## Start

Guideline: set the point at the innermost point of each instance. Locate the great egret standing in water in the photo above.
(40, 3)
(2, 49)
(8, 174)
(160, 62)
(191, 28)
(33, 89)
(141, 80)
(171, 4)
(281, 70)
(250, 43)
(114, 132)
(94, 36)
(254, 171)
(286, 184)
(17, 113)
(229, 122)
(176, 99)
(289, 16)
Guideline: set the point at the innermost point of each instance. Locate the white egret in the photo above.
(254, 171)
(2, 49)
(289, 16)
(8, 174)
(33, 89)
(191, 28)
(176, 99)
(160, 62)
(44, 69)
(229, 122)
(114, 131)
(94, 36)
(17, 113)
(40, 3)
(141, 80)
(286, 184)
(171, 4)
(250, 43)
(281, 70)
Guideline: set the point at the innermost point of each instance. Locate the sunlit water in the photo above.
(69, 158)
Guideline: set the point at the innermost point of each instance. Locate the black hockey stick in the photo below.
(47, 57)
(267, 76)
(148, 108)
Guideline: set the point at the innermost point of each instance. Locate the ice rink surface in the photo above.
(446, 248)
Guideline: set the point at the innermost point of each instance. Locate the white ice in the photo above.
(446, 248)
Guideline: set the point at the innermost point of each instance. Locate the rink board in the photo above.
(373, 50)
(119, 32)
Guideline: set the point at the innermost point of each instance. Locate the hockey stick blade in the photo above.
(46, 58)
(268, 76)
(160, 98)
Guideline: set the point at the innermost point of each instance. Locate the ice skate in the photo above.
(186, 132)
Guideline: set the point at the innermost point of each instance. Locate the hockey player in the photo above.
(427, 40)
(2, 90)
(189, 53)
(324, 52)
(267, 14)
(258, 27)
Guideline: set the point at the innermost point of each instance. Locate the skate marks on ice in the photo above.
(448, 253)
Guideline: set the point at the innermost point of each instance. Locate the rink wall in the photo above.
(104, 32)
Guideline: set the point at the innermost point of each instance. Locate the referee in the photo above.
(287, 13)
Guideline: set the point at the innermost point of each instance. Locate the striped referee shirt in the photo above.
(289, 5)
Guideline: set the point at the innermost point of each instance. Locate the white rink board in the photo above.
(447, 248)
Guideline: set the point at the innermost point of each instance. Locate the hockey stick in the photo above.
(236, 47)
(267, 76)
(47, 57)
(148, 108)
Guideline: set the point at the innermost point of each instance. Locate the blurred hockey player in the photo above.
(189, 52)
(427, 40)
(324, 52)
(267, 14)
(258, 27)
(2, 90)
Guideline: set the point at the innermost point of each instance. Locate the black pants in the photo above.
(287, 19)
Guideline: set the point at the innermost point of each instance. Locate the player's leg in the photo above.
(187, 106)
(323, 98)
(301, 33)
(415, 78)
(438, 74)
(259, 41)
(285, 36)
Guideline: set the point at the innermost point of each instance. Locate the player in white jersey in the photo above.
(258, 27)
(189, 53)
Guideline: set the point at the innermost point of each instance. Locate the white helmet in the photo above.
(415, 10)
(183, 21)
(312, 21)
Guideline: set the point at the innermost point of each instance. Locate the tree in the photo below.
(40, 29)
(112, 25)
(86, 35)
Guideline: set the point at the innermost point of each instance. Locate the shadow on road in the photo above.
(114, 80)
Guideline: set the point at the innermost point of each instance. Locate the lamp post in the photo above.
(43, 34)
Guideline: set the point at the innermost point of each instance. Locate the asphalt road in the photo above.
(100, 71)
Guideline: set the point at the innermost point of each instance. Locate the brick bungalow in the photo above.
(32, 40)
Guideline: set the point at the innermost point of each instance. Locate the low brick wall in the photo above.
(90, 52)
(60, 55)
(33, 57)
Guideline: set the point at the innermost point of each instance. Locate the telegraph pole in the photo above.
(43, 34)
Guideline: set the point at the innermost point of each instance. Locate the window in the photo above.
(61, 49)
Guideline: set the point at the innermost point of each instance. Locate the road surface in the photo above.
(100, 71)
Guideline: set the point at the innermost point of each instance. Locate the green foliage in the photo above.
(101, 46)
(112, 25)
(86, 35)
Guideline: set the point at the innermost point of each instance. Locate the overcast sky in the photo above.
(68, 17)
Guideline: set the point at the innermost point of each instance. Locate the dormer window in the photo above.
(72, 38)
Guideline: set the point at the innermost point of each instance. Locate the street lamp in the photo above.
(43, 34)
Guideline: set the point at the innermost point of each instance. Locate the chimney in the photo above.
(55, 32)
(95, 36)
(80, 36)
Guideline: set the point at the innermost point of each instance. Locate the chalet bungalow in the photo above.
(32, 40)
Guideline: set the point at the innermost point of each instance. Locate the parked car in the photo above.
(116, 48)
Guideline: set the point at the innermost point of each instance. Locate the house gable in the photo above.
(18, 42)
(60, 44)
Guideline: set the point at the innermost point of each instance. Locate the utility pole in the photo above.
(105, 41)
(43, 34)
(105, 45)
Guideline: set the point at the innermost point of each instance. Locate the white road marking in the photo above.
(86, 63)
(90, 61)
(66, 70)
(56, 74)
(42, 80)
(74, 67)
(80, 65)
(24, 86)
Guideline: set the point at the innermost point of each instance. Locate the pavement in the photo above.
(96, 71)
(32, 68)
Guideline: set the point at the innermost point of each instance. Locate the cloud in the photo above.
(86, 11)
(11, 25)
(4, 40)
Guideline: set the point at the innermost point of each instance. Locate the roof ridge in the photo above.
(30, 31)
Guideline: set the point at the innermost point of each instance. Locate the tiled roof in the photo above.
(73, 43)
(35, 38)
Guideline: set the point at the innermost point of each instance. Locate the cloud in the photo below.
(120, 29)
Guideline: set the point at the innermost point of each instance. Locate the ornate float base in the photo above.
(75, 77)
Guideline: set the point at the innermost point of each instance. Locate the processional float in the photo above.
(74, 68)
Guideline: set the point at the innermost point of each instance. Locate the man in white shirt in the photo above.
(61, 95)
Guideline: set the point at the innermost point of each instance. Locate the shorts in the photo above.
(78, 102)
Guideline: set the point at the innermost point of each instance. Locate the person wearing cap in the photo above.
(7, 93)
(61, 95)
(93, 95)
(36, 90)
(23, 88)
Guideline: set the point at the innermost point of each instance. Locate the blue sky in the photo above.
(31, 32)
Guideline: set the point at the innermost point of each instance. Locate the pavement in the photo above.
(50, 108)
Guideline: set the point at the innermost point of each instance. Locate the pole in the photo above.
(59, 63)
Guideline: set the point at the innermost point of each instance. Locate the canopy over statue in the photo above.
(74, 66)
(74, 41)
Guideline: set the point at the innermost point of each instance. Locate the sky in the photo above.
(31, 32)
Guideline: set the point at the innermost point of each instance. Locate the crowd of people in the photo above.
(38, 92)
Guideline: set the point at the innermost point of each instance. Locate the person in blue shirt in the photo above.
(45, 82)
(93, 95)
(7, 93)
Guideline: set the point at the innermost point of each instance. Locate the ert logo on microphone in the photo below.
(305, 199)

## End

= Task description =
Rewrite the lines from the one containing "blue shirt in the photo above." down to the end, changing "innermost point" to "center point" and leaving all else unchanged.

= The result =
Guideline: set the point at the center point of each instance. Locate the person in blue shirt in the photo above.
(45, 82)
(93, 95)
(7, 93)
Guideline: set the point at the center point of each instance. Locate the ert logo on microphone in the photo below.
(305, 199)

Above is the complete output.